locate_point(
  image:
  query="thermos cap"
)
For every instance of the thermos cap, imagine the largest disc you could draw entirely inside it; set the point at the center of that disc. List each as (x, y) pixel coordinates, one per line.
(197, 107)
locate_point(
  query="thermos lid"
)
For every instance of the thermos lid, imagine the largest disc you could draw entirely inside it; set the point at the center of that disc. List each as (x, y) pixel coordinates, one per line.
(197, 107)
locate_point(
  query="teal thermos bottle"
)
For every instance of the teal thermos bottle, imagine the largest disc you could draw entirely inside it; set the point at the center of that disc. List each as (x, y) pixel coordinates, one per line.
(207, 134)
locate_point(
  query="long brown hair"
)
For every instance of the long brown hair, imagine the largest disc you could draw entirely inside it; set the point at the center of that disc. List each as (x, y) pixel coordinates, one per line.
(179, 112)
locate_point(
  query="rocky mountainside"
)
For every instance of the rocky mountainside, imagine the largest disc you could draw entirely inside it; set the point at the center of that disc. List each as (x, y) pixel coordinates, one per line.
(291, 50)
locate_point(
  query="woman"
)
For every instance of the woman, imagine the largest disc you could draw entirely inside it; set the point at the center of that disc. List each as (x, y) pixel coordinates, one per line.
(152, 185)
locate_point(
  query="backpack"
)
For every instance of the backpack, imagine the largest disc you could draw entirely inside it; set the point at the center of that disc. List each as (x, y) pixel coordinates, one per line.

----------

## TRY IT
Find the lines in the entries above where "query" occurs, and copy each of them.

## EXERCISE RESULT
  query="thermos cap"
  query="thermos lid"
  query="teal thermos bottle"
  query="long brown hair"
  query="rocky mountainside"
  query="woman"
  query="backpack"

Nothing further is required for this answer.